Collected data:

####

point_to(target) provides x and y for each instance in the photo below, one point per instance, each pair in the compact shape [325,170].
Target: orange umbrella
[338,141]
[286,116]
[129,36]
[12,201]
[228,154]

####

• _BRIEF_: All of the lines above should be returned exactly as written.

• _SOLUTION TO THE PROBLEM_:
point_to(target) provides x and y for each instance in the photo below, one point per instance, each pair in the compact shape [325,170].
Target: orange umbrella
[338,141]
[286,116]
[129,36]
[12,201]
[228,154]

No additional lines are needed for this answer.